(Entries from a data collection)
---------------

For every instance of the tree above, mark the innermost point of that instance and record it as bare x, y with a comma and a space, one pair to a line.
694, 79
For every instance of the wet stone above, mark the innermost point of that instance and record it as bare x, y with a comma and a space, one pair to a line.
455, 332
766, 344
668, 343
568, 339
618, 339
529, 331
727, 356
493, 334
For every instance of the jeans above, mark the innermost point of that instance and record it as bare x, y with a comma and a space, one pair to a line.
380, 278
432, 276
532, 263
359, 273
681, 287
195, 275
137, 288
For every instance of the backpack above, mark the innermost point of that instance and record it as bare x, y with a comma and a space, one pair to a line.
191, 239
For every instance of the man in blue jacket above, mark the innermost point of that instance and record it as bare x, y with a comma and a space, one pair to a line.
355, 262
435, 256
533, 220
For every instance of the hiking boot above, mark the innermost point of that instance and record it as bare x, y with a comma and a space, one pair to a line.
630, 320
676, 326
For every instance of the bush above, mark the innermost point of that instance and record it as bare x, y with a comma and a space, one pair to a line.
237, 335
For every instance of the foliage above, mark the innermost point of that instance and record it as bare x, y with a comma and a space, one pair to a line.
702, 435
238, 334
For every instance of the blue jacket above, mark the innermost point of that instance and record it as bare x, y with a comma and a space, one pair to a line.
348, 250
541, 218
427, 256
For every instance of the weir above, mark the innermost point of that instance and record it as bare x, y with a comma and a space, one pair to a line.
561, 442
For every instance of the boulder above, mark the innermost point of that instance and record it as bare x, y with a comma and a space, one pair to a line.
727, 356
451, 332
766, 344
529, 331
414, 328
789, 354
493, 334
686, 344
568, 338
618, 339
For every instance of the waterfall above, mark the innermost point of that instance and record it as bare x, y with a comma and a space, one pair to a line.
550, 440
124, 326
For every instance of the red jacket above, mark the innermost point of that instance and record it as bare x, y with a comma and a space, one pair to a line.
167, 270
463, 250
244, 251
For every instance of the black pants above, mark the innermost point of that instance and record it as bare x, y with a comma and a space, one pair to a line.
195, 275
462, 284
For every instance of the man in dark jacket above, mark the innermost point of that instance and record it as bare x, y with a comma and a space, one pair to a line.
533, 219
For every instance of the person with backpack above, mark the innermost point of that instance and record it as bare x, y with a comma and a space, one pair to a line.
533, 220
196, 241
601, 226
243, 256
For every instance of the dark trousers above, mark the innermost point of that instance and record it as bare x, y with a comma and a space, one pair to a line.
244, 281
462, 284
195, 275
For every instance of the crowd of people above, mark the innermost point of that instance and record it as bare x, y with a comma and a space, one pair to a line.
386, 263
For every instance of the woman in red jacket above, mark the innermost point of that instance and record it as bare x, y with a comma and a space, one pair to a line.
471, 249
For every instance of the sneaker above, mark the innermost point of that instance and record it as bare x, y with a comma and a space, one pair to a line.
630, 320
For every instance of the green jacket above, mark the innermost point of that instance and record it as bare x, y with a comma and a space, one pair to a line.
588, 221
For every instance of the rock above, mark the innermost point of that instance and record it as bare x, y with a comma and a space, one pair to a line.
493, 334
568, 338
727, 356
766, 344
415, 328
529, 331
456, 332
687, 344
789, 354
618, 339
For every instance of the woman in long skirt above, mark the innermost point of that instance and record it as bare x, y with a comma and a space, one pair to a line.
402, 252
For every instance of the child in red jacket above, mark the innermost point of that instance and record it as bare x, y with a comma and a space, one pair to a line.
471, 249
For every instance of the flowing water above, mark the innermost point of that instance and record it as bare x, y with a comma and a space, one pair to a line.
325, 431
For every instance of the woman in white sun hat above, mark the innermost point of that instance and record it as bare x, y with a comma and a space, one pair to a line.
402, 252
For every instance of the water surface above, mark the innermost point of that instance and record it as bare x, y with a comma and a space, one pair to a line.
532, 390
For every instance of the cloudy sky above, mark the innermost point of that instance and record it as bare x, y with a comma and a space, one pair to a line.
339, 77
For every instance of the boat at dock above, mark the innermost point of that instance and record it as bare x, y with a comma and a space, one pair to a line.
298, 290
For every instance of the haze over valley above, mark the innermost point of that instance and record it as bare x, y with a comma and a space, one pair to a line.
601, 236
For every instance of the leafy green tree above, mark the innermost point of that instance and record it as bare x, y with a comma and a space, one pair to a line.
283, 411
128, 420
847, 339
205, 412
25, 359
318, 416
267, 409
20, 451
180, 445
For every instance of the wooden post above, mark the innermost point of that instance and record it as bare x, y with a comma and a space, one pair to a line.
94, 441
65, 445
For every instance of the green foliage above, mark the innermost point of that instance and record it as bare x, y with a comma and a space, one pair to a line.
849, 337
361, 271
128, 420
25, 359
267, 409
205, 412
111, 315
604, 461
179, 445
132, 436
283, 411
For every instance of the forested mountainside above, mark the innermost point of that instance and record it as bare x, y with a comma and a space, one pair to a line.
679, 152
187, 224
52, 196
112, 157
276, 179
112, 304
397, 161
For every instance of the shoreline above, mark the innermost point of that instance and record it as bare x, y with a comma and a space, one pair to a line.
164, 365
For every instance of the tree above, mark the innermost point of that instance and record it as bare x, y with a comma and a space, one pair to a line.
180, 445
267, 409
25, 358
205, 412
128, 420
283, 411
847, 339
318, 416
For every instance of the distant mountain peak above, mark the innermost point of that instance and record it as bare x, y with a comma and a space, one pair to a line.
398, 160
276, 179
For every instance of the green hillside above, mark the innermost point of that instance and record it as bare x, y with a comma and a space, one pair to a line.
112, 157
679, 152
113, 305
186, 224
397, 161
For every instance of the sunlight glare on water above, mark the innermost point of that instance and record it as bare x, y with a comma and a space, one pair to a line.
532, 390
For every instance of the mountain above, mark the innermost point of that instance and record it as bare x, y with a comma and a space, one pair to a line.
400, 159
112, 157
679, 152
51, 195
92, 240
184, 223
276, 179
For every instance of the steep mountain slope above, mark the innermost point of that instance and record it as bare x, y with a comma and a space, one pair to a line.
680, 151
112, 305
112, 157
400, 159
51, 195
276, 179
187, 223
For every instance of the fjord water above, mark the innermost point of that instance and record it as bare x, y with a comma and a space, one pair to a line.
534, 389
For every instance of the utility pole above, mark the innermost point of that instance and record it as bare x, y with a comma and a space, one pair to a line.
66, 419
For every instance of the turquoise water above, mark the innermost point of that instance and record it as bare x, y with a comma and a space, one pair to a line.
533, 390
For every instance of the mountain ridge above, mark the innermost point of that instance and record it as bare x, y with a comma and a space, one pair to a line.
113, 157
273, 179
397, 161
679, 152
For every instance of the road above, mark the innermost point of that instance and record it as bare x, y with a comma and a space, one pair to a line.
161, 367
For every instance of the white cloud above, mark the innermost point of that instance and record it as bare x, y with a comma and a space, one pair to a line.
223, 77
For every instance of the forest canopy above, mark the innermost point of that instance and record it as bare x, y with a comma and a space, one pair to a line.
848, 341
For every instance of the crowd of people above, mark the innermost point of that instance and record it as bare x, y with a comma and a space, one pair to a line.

---------------

_PROBLEM DESCRIPTION_
Format every line of the entries above as a Markdown table with two columns, No. and Line. Number the rows and leave out any blank lines.

_TASK OUTPUT_
| No. | Line |
|---|---|
| 1 | For every instance of the tree above, mark the innermost point of that instance and record it as bare x, y with a comma and a space, one pair to a line. |
| 2 | 694, 79 |
| 3 | For every instance of the wet stone above, mark the innermost point of that instance and record it as bare x, y with a comma and a space, one pair to a line. |
| 4 | 455, 332 |
| 5 | 766, 344 |
| 6 | 668, 343 |
| 7 | 568, 339 |
| 8 | 618, 339 |
| 9 | 529, 331 |
| 10 | 727, 356 |
| 11 | 493, 334 |
| 12 | For every instance of the jeans above, mark the innermost point of that instance and record it as bare x, y with a comma and a space, one pair to a line. |
| 13 | 380, 278 |
| 14 | 432, 276 |
| 15 | 532, 263 |
| 16 | 359, 273 |
| 17 | 681, 287 |
| 18 | 195, 275 |
| 19 | 137, 288 |
| 20 | For every instance of the backpack above, mark the innermost point of that instance and record it as bare x, y with a comma and a space, one pair to a line. |
| 21 | 191, 239 |
| 22 | For every instance of the man in blue jacket above, mark the innermost point of that instance and record it as bare x, y with a comma and a space, one pair to a line. |
| 23 | 355, 262 |
| 24 | 435, 256 |
| 25 | 533, 220 |
| 26 | For every instance of the hiking boot above, mark the innermost point of that instance and record it as bare x, y with a comma and a space, one pair to a line. |
| 27 | 630, 320 |
| 28 | 676, 326 |
| 29 | For every instance of the bush above, mark the innermost point of that instance and record it as bare x, y with a comma and a space, one pair to a line. |
| 30 | 237, 335 |
| 31 | For every instance of the foliage above, mark the innermost point of that instance and record it as bare x, y with a comma and a space, one pair to a line. |
| 32 | 702, 435 |
| 33 | 238, 334 |
| 34 | For every instance of the blue jacket above, mark the innermost point of that instance and record it as bare x, y with a comma and a space, one pair to a line. |
| 35 | 348, 250 |
| 36 | 541, 218 |
| 37 | 427, 256 |
| 38 | For every instance of the weir above, mark the innermost point of that instance and record it as bare x, y with a comma and a space, one pair to a line. |
| 39 | 561, 442 |
| 40 | For every instance of the boulder above, mark the innermost point of that instance and record it as bare x, y with a comma and a space, one pair to a line. |
| 41 | 727, 356 |
| 42 | 451, 332 |
| 43 | 766, 344 |
| 44 | 529, 331 |
| 45 | 414, 328 |
| 46 | 789, 354 |
| 47 | 493, 334 |
| 48 | 686, 344 |
| 49 | 568, 338 |
| 50 | 618, 339 |
| 51 | For every instance of the waterfall above, mark the innermost point of that instance and record it as bare x, y with a comma and a space, one pair to a line. |
| 52 | 550, 440 |
| 53 | 124, 326 |
| 54 | For every instance of the red jacket above, mark the innermost point of that instance and record it as bare x, y with a comma and a space, one pair to a line. |
| 55 | 167, 270 |
| 56 | 463, 250 |
| 57 | 244, 251 |
| 58 | For every instance of the black pants above, mark the innermost point of that instance and record it as bare x, y with a comma and a space, one pair to a line. |
| 59 | 195, 275 |
| 60 | 462, 284 |
| 61 | For every instance of the man in dark jacket above, mark the innermost point of that instance and record it as bare x, y with a comma and a space, one pair to a line. |
| 62 | 533, 219 |
| 63 | For every instance of the person with backpack above, mark the innermost point of that instance and record it as bare x, y with a comma and a space, one pair to a line. |
| 64 | 533, 220 |
| 65 | 196, 241 |
| 66 | 601, 226 |
| 67 | 243, 256 |
| 68 | For every instance of the dark trousers above, mark the innermost point of that instance and record it as bare x, y with a comma and a space, one pair to a line. |
| 69 | 244, 281 |
| 70 | 462, 284 |
| 71 | 195, 275 |
| 72 | For every instance of the crowd of people above, mark the innermost point of that instance and record it as bare x, y with a comma and a space, one pair to a line. |
| 73 | 386, 263 |
| 74 | For every instance of the woman in red jacket above, mark the innermost point of that instance and record it as bare x, y with a comma and a space, one pair to a line. |
| 75 | 471, 249 |
| 76 | For every instance of the sneaker above, mark the innermost point of that instance and record it as bare x, y with a comma and a space, one pair to a line. |
| 77 | 630, 320 |
| 78 | For every instance of the green jacket above, mark the innermost point of that instance and record it as bare x, y with a comma and a space, one pair to a line. |
| 79 | 588, 221 |
| 80 | For every instance of the rock above, mark the innermost point of that instance and record it as bare x, y with a comma and a space, one pair to a line. |
| 81 | 493, 334 |
| 82 | 568, 338 |
| 83 | 727, 356 |
| 84 | 766, 344 |
| 85 | 415, 328 |
| 86 | 529, 331 |
| 87 | 456, 332 |
| 88 | 687, 344 |
| 89 | 789, 354 |
| 90 | 618, 339 |
| 91 | For every instance of the woman in long skirt above, mark the innermost point of that instance and record it as bare x, y with a comma and a space, one pair to a line. |
| 92 | 402, 252 |
| 93 | For every instance of the child in red jacket above, mark the innermost point of that instance and record it as bare x, y with a comma and a space, one pair to a line. |
| 94 | 471, 249 |
| 95 | For every instance of the flowing water above, mark the innermost point of that instance and record it as bare x, y with a comma and a space, one pair to a line. |
| 96 | 325, 431 |
| 97 | For every instance of the woman in white sun hat above, mark the innermost point of that instance and record it as bare x, y with a comma and a space, one pair to a line. |
| 98 | 402, 252 |
| 99 | For every instance of the water surface above, mark the innermost point of that instance and record it as bare x, y with a comma and a space, one pair to a line. |
| 100 | 532, 390 |
| 101 | For every instance of the cloudy sky above, mark the innermost point of that instance and record it as bare x, y with a comma and a space, one pair to a line. |
| 102 | 339, 77 |
| 103 | For every instance of the boat at dock above, mark the innermost point of that instance and record it as bare x, y with a comma and a space, one pair to a line. |
| 104 | 298, 290 |
| 105 | For every instance of the haze over valley above, mark the innermost point of that instance and record it as bare x, y with a comma and a space, one pair to a line. |
| 106 | 601, 236 |
| 107 | For every instance of the leafy green tree above, mark the innermost point of that instance and record it as bare x, y with a comma and a space, one pair to a line. |
| 108 | 283, 411 |
| 109 | 128, 420 |
| 110 | 847, 339 |
| 111 | 205, 412 |
| 112 | 25, 359 |
| 113 | 318, 416 |
| 114 | 267, 409 |
| 115 | 20, 451 |
| 116 | 180, 445 |
| 117 | For every instance of the wooden post above, mark the innermost point of that instance and record it as bare x, y with a comma and a space, one pair to a line. |
| 118 | 94, 441 |
| 119 | 65, 445 |
| 120 | For every instance of the green foliage above, mark the innermost point of that instance and record it as bare x, y with a comma and a space, one pair to a line. |
| 121 | 849, 337 |
| 122 | 361, 271 |
| 123 | 128, 420 |
| 124 | 25, 359 |
| 125 | 267, 409 |
| 126 | 205, 412 |
| 127 | 111, 315 |
| 128 | 604, 461 |
| 129 | 179, 445 |
| 130 | 132, 436 |
| 131 | 283, 411 |
| 132 | For every instance of the forested mountainside above, mark the innermost point of that instance and record it as bare x, y with a comma and a space, one pair to a line. |
| 133 | 679, 152 |
| 134 | 187, 224 |
| 135 | 52, 196 |
| 136 | 112, 157 |
| 137 | 276, 179 |
| 138 | 112, 304 |
| 139 | 397, 161 |
| 140 | For every instance of the shoreline above, mark the innermost point of that instance and record it as bare x, y with a comma and a space, one pair to a line. |
| 141 | 164, 365 |
| 142 | For every instance of the tree above, mark the innermost point of that instance and record it as bare x, y with a comma and a space, one pair to a line. |
| 143 | 180, 445 |
| 144 | 267, 409 |
| 145 | 25, 358 |
| 146 | 205, 412 |
| 147 | 128, 420 |
| 148 | 283, 411 |
| 149 | 847, 339 |
| 150 | 318, 416 |
| 151 | For every instance of the distant mountain peak above, mark the innermost point of that instance and record it as bare x, y with a comma and a space, one pair to a line. |
| 152 | 398, 160 |
| 153 | 276, 179 |
| 154 | For every instance of the green hillside above, mark the innermost point of that instance and record it as bare x, y with a comma and a space, one pair to a line. |
| 155 | 112, 157 |
| 156 | 679, 152 |
| 157 | 113, 305 |
| 158 | 186, 224 |
| 159 | 397, 161 |
| 160 | For every instance of the sunlight glare on water above, mark the innermost point of that instance and record it as bare x, y with a comma and a space, one pair to a line. |
| 161 | 532, 390 |
| 162 | For every instance of the mountain above, mark the innermost point of that instance and record it as bare x, y with a comma and a space, one pair to a line. |
| 163 | 400, 159 |
| 164 | 112, 157 |
| 165 | 679, 152 |
| 166 | 51, 195 |
| 167 | 92, 240 |
| 168 | 184, 223 |
| 169 | 276, 179 |
| 170 | For every instance of the steep mountain slope above, mark the innermost point of that instance and record it as bare x, y with a comma and a space, one pair to a line. |
| 171 | 680, 151 |
| 172 | 112, 305 |
| 173 | 112, 157 |
| 174 | 400, 159 |
| 175 | 51, 195 |
| 176 | 276, 179 |
| 177 | 187, 223 |
| 178 | For every instance of the fjord water above, mark the innermost point of that instance and record it as bare x, y with a comma and a space, one pair to a line. |
| 179 | 534, 389 |
| 180 | For every instance of the utility pole above, mark the innermost point of that instance and record it as bare x, y with a comma and a space, one pair to a line. |
| 181 | 66, 419 |
| 182 | For every instance of the turquoise water above, mark the innermost point of that instance and record it as bare x, y with a comma and a space, one pair to a line. |
| 183 | 533, 390 |
| 184 | For every instance of the mountain ridge above, mark the innermost point of that instance and record it as bare x, y with a comma and a space, one pair to a line. |
| 185 | 113, 157 |
| 186 | 273, 179 |
| 187 | 397, 161 |
| 188 | 679, 152 |
| 189 | For every instance of the road above, mark the innermost point of that instance and record it as bare x, y with a comma and a space, one pair to a line. |
| 190 | 161, 367 |
| 191 | For every instance of the white cloud above, mark the innermost point of that instance and record it as bare x, y with a comma and a space, one pair to a line. |
| 192 | 223, 77 |
| 193 | For every instance of the forest canopy above, mark the innermost point of that instance and record it as bare x, y with a comma and a space, one pair to a line. |
| 194 | 848, 341 |
| 195 | For every instance of the crowd of people above, mark the innermost point of that instance and record it as bare x, y with a comma and a space, one pair to a line. |